> FRAGMENT

[#12]
Re: Amiga w 'Orange in the new black'
@lekarz_med,
post #11
Wszystko jest subiektywne. I w USA i w Europie.
A500 była na całym świecie traktowana jako konsolka do gier na dyskietki. I nikt tego nie zmieni.
Subiektywne jest nawet twoje spojrzenie, ponieważ widzisz Amigę przez A4000.
Także ja mam subiektywne spojrzenie, ponieważ widzę Amigę przez pryzmat A1200 z HDD, później Apollo 040 i CD-ROM. Nawet nie pomaga temu A2000. Bo nierozszerzona, była wciąż na poziomie A500.
AMIGA dla wszystkich laików zawsze pozostanie jako A500. I to jest bez dyskusji.
AMIGA zaczęła ubierać się w profesjonalne gadżety typu HDD, GFX i CD-ROM dopiero wtedy, gdy pecety zaczęły to robić. AMIGA przegrała w 1994.

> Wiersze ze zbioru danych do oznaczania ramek
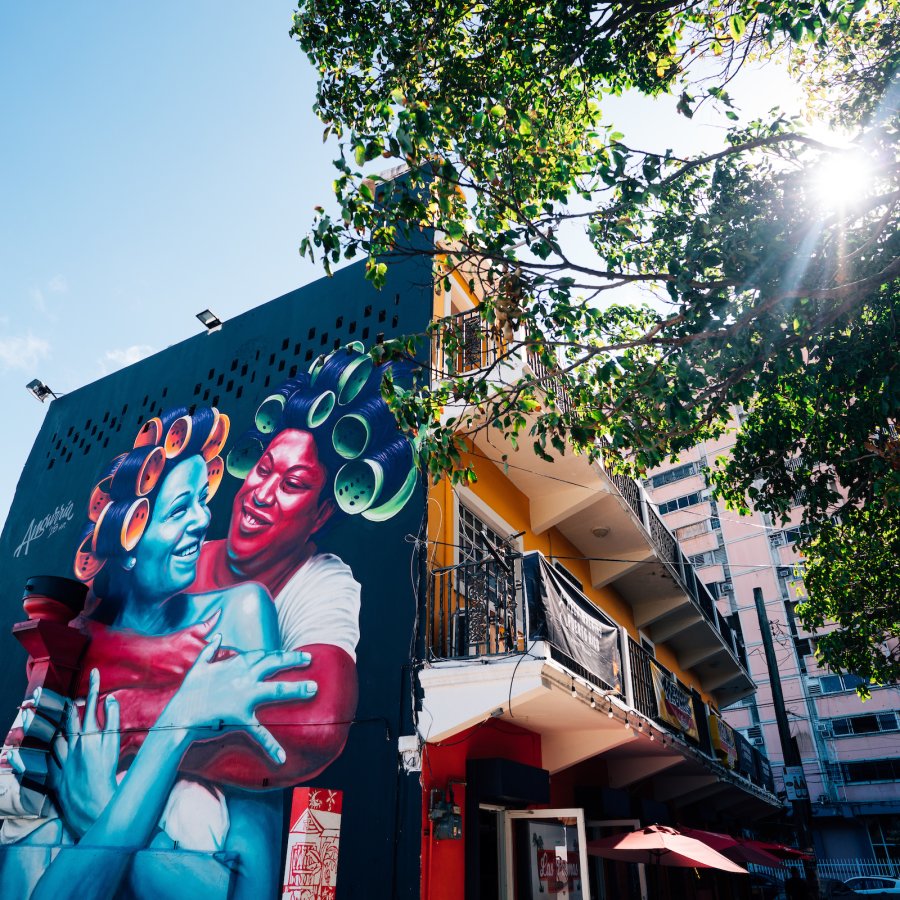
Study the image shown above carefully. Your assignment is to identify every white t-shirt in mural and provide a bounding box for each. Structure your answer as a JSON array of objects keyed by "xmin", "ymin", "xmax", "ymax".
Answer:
[
  {"xmin": 275, "ymin": 553, "xmax": 360, "ymax": 662},
  {"xmin": 160, "ymin": 553, "xmax": 360, "ymax": 851}
]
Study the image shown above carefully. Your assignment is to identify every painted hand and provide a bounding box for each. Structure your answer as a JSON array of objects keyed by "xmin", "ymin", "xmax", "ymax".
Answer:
[
  {"xmin": 163, "ymin": 634, "xmax": 318, "ymax": 764},
  {"xmin": 10, "ymin": 669, "xmax": 119, "ymax": 838}
]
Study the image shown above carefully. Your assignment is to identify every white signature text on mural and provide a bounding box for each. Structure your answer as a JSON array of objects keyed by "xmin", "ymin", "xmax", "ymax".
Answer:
[{"xmin": 14, "ymin": 500, "xmax": 75, "ymax": 556}]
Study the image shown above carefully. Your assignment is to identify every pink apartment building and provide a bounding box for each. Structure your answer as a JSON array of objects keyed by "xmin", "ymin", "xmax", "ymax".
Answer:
[{"xmin": 645, "ymin": 435, "xmax": 900, "ymax": 868}]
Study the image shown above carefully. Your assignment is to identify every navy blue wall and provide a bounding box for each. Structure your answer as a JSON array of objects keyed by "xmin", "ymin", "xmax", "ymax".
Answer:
[{"xmin": 0, "ymin": 255, "xmax": 433, "ymax": 897}]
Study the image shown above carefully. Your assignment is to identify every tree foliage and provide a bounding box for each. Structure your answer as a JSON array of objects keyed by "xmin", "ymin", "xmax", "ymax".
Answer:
[{"xmin": 292, "ymin": 0, "xmax": 900, "ymax": 677}]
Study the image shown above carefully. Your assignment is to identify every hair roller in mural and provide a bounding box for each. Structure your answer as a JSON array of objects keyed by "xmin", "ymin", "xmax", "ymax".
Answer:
[{"xmin": 0, "ymin": 344, "xmax": 418, "ymax": 898}]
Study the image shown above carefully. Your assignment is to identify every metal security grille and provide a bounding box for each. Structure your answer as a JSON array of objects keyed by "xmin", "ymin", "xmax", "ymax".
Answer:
[
  {"xmin": 432, "ymin": 505, "xmax": 523, "ymax": 656},
  {"xmin": 459, "ymin": 504, "xmax": 507, "ymax": 563}
]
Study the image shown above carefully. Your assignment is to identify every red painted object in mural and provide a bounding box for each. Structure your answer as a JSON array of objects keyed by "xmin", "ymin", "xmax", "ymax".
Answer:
[{"xmin": 281, "ymin": 788, "xmax": 343, "ymax": 900}]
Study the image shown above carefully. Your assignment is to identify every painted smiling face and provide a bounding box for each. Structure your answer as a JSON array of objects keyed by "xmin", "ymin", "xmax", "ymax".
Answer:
[
  {"xmin": 228, "ymin": 428, "xmax": 333, "ymax": 573},
  {"xmin": 132, "ymin": 456, "xmax": 210, "ymax": 597}
]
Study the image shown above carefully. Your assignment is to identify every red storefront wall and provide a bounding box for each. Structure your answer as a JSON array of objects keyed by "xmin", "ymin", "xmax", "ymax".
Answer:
[{"xmin": 422, "ymin": 719, "xmax": 541, "ymax": 900}]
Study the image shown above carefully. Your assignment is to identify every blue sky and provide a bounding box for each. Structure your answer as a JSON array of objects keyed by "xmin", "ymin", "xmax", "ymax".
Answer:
[
  {"xmin": 0, "ymin": 7, "xmax": 800, "ymax": 522},
  {"xmin": 0, "ymin": 0, "xmax": 334, "ymax": 522}
]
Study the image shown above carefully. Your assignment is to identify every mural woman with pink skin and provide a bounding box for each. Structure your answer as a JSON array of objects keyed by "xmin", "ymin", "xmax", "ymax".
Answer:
[
  {"xmin": 3, "ymin": 409, "xmax": 316, "ymax": 898},
  {"xmin": 72, "ymin": 345, "xmax": 417, "ymax": 790},
  {"xmin": 194, "ymin": 344, "xmax": 418, "ymax": 785}
]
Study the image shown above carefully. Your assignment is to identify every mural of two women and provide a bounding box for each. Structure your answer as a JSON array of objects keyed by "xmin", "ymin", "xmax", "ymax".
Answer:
[{"xmin": 0, "ymin": 347, "xmax": 417, "ymax": 898}]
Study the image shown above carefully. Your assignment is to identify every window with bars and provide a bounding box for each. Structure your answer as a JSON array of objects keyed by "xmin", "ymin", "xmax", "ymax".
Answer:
[
  {"xmin": 842, "ymin": 757, "xmax": 900, "ymax": 784},
  {"xmin": 644, "ymin": 463, "xmax": 699, "ymax": 488},
  {"xmin": 674, "ymin": 519, "xmax": 713, "ymax": 541},
  {"xmin": 659, "ymin": 491, "xmax": 709, "ymax": 516},
  {"xmin": 831, "ymin": 710, "xmax": 900, "ymax": 737},
  {"xmin": 691, "ymin": 547, "xmax": 728, "ymax": 569},
  {"xmin": 459, "ymin": 504, "xmax": 507, "ymax": 563},
  {"xmin": 819, "ymin": 673, "xmax": 863, "ymax": 694},
  {"xmin": 454, "ymin": 504, "xmax": 524, "ymax": 652}
]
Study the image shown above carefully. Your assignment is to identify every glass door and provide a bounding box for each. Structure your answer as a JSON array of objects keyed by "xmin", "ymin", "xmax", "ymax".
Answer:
[{"xmin": 502, "ymin": 809, "xmax": 591, "ymax": 900}]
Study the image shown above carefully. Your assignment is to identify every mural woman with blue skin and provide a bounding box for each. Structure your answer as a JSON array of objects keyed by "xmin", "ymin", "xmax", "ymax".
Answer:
[{"xmin": 5, "ymin": 410, "xmax": 317, "ymax": 898}]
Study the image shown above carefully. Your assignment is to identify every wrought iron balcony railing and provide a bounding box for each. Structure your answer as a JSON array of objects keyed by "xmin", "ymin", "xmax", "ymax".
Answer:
[
  {"xmin": 432, "ymin": 309, "xmax": 747, "ymax": 670},
  {"xmin": 427, "ymin": 557, "xmax": 774, "ymax": 793}
]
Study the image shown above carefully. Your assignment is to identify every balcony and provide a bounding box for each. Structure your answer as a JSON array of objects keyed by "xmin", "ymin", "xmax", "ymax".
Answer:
[
  {"xmin": 420, "ymin": 553, "xmax": 776, "ymax": 816},
  {"xmin": 434, "ymin": 310, "xmax": 755, "ymax": 707}
]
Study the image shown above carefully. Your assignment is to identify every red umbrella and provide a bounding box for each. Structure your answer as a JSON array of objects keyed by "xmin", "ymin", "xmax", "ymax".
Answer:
[
  {"xmin": 587, "ymin": 825, "xmax": 747, "ymax": 875},
  {"xmin": 681, "ymin": 828, "xmax": 784, "ymax": 869}
]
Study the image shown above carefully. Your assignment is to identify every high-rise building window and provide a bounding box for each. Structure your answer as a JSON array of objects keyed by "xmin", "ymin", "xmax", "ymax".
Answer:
[
  {"xmin": 644, "ymin": 462, "xmax": 700, "ymax": 488},
  {"xmin": 659, "ymin": 491, "xmax": 709, "ymax": 516}
]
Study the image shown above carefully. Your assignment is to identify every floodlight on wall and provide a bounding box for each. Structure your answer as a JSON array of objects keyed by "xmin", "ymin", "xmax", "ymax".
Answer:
[
  {"xmin": 197, "ymin": 309, "xmax": 222, "ymax": 334},
  {"xmin": 25, "ymin": 378, "xmax": 57, "ymax": 403}
]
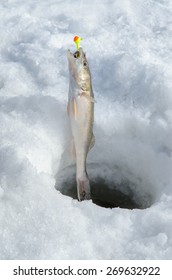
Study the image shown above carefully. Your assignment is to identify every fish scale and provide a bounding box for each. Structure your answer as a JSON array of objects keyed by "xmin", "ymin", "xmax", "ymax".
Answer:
[{"xmin": 67, "ymin": 48, "xmax": 95, "ymax": 201}]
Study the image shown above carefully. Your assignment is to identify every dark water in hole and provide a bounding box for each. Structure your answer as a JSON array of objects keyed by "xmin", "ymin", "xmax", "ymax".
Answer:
[{"xmin": 55, "ymin": 177, "xmax": 151, "ymax": 209}]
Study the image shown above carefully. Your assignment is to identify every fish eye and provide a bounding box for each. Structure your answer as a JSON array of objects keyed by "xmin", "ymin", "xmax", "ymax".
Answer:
[{"xmin": 73, "ymin": 51, "xmax": 80, "ymax": 58}]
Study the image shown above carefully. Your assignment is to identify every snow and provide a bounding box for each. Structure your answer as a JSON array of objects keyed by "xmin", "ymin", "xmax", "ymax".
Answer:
[{"xmin": 0, "ymin": 0, "xmax": 172, "ymax": 259}]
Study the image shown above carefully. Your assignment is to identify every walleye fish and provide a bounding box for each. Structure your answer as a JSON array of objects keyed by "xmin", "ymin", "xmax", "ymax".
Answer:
[{"xmin": 67, "ymin": 48, "xmax": 95, "ymax": 201}]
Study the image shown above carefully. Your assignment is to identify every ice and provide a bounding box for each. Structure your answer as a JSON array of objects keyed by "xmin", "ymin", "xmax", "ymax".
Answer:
[{"xmin": 0, "ymin": 0, "xmax": 172, "ymax": 259}]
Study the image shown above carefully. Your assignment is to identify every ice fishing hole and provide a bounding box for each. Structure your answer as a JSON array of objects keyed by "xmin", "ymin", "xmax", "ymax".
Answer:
[{"xmin": 55, "ymin": 166, "xmax": 153, "ymax": 209}]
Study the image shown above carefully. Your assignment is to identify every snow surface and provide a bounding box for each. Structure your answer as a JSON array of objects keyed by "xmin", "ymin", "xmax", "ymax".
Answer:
[{"xmin": 0, "ymin": 0, "xmax": 172, "ymax": 259}]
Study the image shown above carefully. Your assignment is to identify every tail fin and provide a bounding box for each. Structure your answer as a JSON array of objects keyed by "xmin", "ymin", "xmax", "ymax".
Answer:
[{"xmin": 77, "ymin": 177, "xmax": 91, "ymax": 201}]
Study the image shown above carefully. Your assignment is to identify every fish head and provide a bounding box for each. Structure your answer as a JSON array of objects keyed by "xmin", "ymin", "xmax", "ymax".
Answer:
[{"xmin": 67, "ymin": 48, "xmax": 91, "ymax": 87}]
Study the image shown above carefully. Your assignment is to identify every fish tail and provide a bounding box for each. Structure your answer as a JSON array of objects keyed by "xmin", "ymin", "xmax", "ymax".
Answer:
[{"xmin": 77, "ymin": 176, "xmax": 91, "ymax": 201}]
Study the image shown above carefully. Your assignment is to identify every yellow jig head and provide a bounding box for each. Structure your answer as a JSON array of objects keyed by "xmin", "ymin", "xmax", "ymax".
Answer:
[{"xmin": 73, "ymin": 36, "xmax": 83, "ymax": 50}]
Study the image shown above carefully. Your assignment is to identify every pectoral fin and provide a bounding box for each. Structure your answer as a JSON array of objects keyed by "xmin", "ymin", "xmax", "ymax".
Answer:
[
  {"xmin": 89, "ymin": 134, "xmax": 96, "ymax": 150},
  {"xmin": 81, "ymin": 91, "xmax": 96, "ymax": 103}
]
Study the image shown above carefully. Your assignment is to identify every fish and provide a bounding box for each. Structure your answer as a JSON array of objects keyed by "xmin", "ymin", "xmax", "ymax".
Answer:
[{"xmin": 67, "ymin": 47, "xmax": 95, "ymax": 201}]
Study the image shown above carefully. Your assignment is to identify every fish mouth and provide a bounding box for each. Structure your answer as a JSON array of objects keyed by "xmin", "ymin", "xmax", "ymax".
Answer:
[{"xmin": 67, "ymin": 48, "xmax": 85, "ymax": 59}]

> ZADANIE DO WYKONANIA
Rozwiń powyższy wpis z forum o Amidze, dopisując jego dalszy ciąg od miejsca po ostatnim zdaniu.

> ODPOWIEDŹ PISEMNA
Chociaż nawet gdyby C= wygrało ze swoimi pecetami, to AMIGA by i tak przegrała. Jay Miner trafił na "ciulatą" firmę C=. Tzn. dobra była do promocji. Ale C= było zupełnie nieprzyszłościowe. Taki, kloc, hebel i kawałek "większego" drewna, które dało opał dla innych młodych i cwanych.
Ale my nie przegraliśmy i dalej ją prowadzimy, używamy. I tylko tyle. I już.
Dodane: C= miało w pupie marzenia i idee. To była firma która miała coś zarobić. Zarobiła, kapitaliści zgarnęli kasę i gdy było już jej na koncie dość (na prywatnych kontach), to... Zero "future".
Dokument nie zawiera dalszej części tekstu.